* _SOURCE DOCUMENT_:
Iggesund Paperboard is a commission company of the Holmen Group and Europe's third largest manufacturer of high quality virgin fibre paperboard. Iggesund has a market share of about 20% in this sector.

History
Iggesund is an industrial village in Sweden. Isak Breant Sr, a businessman and former court commissioner to Queen Kristina, established there a mill in 1685. Iggesunds Bruk (English:mill) was originally an ironworks, and the nearby forests were used to produce charcoal for the factory. In 1771, Iggesund Bruk acquired a small nearby company that made paper, Östanå paper mill. It was one of the first to try to use sawdust and wood to produce paper. However, the technique remained experimental. The mill burnt down in 1842. In 1869, Baron Gustav Tamm became the owner of Iggesunds Bruk, and built a large sawmill. It was a major transformation for the factory, which had always been an ironworks. 
Iggesund's shares were first listed on Stockholmsbörsen in 1949. Lars G. Sundblad introduced paperboard manufacturing at Iggesund, which started in 1963. The merger of MoDo, Holmen and Iggesund resulted in the delisting of Iggesund shares from Stockholmsbörsen (1988), making Iggesund part of the holding, which was renamed to Holmen AB in 2000

Products
Iggesund Paperboard's product range consists of two product families:
Invercote, a solid bleached board (SBB, GZ) with a grammage of 180–400 g/m2 and a thickness of 200-485 μm

Incada,  folding box board (FBB, GC1 and GC2) with a grammage of 200–350 g/m2 and a thickness of 305-640 μm

Mills

Iggesunds Bruk manufactures solid bleached board (SBB, GZ) for the Invercote range in Iggesund, Sweden.

* _DATA LISTING_:

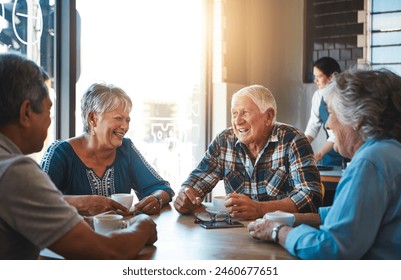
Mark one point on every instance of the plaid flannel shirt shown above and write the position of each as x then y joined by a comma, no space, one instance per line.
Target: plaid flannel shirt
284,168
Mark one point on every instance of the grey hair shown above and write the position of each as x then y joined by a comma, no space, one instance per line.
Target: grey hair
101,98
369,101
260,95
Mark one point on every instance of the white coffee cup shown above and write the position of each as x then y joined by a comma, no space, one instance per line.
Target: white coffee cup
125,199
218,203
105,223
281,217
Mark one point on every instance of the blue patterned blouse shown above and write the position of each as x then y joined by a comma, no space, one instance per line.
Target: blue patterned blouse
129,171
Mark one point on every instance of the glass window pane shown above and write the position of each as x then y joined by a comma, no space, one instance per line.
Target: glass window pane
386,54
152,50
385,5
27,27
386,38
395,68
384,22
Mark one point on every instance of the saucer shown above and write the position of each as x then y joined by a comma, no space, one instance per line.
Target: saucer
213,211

...

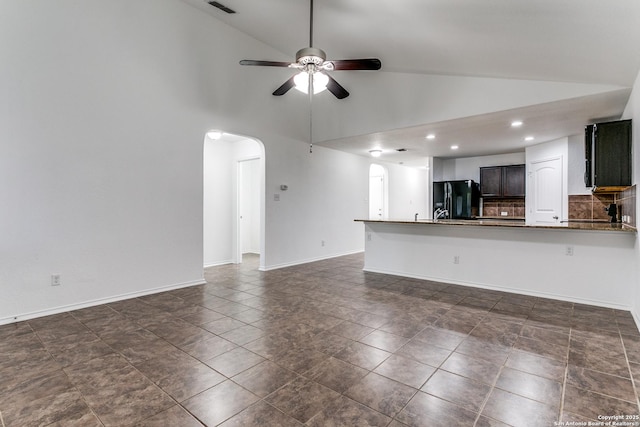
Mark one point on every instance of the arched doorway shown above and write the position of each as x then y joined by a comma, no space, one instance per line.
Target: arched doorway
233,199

* _INSTRUCTION_: Please rewrite the section of the Iggesund Paperboard text that opens with the words containing "Iggesund Paperboard is" and closes with "in this sector.", updating "third largest" to "second largest". The records have nothing to do with what comes next.

* _RESULT FOR THIS EXERCISE_:
Iggesund Paperboard is a commission company of the Holmen Group and Europe's second largest manufacturer of high quality virgin fibre paperboard. Iggesund has a market share of about 20% in this sector.